- [WRITTEN INSTRUCTION 1]
Return everything from "Well, the Israeli" down to "what that means." in the Israeli elections transcript below, copied word for word.

Our guests analyze Israeli political paralysis, the power of the right, and what having the Arab coalition be the largest opposition party might mean
MARC STEINER: Welcome to The Real News Network. I’m Marc Steiner. Great to have you all with us once again.
Well, the Israeli elections are done. We think so, anyway. 91% or so of the votes were in, last I saw. It’s clear that no one has enough votes to form the government. But from the votes in, we can clearly see what’s going on. The center-left Blue and White party has 32 seats in the new Knesset, which is the parliament. Netanyahu’s group has thirty 31 seats. So no one can really form a government. Then you have people like Avigdor Lieberman, who is Yisrael Beiteinu party; could become the king maker even though they are also deeply in a minority. But he wants to play king maker. We’ll talk a bit about that. There’s a wild card in the Arab-led Joint List. It’s the third largest party now in the Israeli parliament. A number of things could happen with that; we don’t know, we have to see. We’re going to figure out what that means.

- [INFORMATION PROVIDED]
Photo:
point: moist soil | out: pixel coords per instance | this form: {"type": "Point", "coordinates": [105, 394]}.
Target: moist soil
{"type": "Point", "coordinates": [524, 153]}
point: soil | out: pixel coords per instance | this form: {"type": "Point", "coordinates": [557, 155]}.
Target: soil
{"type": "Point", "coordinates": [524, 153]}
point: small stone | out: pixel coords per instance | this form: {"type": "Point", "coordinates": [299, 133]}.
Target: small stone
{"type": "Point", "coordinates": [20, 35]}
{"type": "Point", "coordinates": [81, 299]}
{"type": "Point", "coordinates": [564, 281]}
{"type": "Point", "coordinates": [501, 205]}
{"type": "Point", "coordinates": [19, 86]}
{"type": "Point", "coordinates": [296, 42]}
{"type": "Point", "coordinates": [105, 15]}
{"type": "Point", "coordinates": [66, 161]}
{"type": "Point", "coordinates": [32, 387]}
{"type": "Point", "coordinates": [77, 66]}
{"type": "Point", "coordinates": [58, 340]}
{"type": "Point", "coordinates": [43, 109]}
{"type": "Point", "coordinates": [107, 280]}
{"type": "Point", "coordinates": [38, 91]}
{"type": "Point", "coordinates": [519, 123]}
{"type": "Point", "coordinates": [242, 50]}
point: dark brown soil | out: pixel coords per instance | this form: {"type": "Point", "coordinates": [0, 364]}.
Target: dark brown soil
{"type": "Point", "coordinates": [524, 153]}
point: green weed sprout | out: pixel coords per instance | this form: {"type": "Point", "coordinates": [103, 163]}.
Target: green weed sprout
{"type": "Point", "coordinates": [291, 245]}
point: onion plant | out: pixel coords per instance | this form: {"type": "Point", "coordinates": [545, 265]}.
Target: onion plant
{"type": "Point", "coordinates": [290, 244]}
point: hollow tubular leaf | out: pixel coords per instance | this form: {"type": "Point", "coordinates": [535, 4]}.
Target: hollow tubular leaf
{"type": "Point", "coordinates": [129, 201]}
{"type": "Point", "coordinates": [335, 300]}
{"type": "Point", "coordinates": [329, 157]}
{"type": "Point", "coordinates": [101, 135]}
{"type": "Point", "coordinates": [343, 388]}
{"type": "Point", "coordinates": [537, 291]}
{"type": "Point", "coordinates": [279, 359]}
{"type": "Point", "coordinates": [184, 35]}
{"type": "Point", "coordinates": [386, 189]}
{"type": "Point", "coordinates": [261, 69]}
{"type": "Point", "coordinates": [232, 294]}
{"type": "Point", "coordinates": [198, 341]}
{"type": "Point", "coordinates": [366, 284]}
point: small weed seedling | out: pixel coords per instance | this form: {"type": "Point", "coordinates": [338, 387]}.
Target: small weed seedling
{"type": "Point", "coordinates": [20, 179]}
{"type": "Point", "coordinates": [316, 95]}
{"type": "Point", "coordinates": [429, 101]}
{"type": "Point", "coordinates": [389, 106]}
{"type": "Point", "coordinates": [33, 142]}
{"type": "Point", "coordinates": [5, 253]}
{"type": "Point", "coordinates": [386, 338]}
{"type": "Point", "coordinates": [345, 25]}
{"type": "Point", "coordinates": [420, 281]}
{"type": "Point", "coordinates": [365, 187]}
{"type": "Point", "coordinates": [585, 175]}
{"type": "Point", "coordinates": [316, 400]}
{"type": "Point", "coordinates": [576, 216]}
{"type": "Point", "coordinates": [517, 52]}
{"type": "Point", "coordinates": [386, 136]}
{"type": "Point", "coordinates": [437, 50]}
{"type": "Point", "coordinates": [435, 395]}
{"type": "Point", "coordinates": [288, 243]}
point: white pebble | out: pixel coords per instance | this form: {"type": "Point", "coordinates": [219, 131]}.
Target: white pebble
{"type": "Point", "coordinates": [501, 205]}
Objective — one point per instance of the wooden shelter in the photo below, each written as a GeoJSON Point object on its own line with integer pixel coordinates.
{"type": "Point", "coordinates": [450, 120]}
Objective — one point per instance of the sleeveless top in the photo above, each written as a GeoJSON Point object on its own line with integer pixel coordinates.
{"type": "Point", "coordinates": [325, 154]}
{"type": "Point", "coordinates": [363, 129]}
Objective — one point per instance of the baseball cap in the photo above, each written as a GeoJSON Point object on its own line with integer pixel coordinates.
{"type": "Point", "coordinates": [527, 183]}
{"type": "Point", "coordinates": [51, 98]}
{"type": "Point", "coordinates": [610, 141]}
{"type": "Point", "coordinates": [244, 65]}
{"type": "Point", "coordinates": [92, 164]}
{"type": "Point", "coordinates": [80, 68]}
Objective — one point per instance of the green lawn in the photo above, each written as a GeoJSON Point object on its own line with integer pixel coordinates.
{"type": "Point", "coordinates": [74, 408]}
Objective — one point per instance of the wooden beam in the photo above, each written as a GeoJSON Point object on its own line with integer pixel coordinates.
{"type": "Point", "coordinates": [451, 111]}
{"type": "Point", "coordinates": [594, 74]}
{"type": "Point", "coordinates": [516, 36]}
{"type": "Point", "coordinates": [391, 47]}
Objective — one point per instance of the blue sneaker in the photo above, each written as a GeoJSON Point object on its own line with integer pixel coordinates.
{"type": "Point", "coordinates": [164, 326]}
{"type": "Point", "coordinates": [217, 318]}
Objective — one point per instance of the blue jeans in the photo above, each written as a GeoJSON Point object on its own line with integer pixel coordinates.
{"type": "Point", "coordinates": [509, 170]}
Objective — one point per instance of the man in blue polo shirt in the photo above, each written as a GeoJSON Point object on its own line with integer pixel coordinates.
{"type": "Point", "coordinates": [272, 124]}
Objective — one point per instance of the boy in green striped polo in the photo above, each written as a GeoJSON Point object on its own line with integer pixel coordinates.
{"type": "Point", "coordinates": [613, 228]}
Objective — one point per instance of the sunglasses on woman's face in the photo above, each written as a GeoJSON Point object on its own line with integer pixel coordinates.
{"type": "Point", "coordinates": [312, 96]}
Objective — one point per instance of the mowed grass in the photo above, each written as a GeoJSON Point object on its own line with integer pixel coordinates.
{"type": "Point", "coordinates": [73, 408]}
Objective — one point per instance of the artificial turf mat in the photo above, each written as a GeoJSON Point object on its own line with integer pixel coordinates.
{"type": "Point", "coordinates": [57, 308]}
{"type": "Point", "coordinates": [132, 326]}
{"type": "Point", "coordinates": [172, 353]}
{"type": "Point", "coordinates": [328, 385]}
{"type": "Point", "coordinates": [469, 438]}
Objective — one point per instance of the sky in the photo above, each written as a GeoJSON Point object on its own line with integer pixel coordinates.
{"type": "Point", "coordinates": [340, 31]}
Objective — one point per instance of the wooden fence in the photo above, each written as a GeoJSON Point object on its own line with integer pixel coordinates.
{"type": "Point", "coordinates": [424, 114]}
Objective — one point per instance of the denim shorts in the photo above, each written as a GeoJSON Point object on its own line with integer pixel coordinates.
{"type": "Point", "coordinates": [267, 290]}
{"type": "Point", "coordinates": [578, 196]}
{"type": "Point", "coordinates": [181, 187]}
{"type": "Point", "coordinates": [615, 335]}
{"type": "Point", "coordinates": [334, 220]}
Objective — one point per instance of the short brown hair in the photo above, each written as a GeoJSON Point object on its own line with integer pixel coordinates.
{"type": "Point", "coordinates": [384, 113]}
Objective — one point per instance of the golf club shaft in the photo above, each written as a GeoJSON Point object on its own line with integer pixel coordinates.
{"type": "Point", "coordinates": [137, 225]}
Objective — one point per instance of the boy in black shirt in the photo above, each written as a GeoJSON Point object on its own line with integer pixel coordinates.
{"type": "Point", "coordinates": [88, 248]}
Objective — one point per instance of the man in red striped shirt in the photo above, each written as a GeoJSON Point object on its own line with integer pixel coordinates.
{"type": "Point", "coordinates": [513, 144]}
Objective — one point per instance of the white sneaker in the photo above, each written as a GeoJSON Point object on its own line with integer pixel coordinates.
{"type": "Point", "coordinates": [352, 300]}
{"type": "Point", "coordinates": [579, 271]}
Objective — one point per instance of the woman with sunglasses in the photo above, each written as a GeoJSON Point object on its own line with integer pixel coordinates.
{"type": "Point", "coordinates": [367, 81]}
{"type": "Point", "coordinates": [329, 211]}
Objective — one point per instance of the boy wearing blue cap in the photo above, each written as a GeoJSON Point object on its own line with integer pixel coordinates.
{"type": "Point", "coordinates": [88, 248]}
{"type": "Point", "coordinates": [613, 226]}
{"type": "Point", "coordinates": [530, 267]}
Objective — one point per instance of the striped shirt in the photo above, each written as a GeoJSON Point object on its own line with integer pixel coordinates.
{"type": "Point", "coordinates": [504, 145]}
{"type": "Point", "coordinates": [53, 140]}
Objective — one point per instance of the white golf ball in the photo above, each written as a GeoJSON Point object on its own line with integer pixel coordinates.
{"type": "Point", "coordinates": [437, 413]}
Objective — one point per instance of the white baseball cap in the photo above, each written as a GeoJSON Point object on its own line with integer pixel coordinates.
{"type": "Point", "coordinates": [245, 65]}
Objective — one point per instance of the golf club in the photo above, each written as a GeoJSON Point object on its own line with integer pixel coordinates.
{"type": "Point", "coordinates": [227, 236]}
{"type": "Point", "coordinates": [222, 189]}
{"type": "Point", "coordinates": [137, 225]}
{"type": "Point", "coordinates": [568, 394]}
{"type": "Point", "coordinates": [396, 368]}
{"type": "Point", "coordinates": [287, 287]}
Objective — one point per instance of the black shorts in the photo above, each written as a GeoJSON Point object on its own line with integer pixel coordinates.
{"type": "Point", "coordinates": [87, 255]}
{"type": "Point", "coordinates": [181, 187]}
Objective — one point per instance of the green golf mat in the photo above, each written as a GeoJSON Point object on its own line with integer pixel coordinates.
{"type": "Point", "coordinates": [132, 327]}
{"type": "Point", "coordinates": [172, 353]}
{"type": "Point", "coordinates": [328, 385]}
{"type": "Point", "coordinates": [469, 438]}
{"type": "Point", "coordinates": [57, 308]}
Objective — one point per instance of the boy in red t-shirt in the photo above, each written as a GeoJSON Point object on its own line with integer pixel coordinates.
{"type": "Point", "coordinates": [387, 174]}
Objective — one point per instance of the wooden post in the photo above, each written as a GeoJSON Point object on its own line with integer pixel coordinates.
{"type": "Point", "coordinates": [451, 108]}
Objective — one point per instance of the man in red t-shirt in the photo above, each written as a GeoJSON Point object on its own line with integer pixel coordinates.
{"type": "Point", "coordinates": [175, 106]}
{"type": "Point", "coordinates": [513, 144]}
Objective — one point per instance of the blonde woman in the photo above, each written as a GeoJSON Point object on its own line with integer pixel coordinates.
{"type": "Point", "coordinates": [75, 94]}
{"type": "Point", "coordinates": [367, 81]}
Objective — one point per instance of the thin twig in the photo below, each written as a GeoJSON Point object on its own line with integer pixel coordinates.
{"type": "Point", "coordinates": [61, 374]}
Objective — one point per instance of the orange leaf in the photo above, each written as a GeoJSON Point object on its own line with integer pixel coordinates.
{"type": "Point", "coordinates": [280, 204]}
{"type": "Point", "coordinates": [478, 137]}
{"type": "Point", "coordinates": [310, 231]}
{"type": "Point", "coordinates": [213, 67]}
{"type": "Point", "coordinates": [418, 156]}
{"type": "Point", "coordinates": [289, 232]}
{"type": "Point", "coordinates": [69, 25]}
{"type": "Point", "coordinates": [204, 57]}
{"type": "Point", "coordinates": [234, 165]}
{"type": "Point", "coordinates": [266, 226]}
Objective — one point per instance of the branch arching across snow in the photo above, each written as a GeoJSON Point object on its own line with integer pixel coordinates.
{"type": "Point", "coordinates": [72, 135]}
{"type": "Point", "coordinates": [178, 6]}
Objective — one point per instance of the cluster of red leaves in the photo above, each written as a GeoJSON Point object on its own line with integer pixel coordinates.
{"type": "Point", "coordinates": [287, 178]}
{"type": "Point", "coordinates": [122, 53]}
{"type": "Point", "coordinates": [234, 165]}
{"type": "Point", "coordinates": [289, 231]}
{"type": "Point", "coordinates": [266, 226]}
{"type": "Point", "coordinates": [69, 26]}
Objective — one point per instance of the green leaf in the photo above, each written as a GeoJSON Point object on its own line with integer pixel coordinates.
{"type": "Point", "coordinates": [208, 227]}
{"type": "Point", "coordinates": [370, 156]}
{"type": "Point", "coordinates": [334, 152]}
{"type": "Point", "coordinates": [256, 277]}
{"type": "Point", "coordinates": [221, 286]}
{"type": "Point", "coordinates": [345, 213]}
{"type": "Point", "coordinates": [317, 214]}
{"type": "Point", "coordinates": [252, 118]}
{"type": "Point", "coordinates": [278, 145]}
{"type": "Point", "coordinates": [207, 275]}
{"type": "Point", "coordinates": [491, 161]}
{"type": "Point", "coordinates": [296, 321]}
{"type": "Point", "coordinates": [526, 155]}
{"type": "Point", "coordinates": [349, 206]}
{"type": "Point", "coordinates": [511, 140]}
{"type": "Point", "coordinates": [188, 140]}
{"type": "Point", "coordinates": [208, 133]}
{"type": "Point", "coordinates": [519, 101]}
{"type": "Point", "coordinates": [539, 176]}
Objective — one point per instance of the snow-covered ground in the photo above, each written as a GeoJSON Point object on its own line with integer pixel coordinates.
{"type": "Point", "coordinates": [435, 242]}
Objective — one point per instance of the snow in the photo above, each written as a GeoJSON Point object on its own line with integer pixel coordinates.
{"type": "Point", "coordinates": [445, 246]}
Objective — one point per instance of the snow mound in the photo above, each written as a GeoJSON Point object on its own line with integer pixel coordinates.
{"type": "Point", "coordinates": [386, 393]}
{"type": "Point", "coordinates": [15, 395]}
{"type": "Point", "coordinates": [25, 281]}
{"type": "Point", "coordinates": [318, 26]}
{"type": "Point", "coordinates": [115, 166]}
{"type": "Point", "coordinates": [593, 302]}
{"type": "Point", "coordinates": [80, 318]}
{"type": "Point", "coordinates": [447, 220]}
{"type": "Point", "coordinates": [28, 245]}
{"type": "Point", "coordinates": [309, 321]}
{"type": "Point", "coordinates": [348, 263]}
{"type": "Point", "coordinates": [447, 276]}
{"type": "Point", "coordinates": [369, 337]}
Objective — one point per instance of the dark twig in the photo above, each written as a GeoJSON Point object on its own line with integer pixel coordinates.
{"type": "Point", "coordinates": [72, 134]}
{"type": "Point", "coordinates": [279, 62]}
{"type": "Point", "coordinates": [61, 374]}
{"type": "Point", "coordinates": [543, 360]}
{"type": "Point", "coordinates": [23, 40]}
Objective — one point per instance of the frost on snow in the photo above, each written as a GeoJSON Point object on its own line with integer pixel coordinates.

- [WRITTEN INSTRUCTION 2]
Return each line of the records above that contains the string "polo", matching case exactly.

- [WRITTEN REPLY 1]
Well, the Israeli elections are done. We think so, anyway. 91% or so of the votes were in, last I saw. It’s clear that no one has enough votes to form the government. But from the votes in, we can clearly see what’s going on. The center-left Blue and White party has 32 seats in the new Knesset, which is the parliament. Netanyahu’s group has thirty 31 seats. So no one can really form a government. Then you have people like Avigdor Lieberman, who is Yisrael Beiteinu party; could become the king maker even though they are also deeply in a minority. But he wants to play king maker. We’ll talk a bit about that. There’s a wild card in the Arab-led Joint List. It’s the third largest party now in the Israeli parliament. A number of things could happen with that; we don’t know, we have to see. We’re going to figure out what that means.

- [WRITTEN REPLY 2]
Objective — one point per instance of the man in blue polo shirt in the photo above, each written as a GeoJSON Point object on its own line with integer pixel coordinates.
Objective — one point per instance of the boy in green striped polo in the photo above, each written as a GeoJSON Point object on its own line with integer pixel coordinates.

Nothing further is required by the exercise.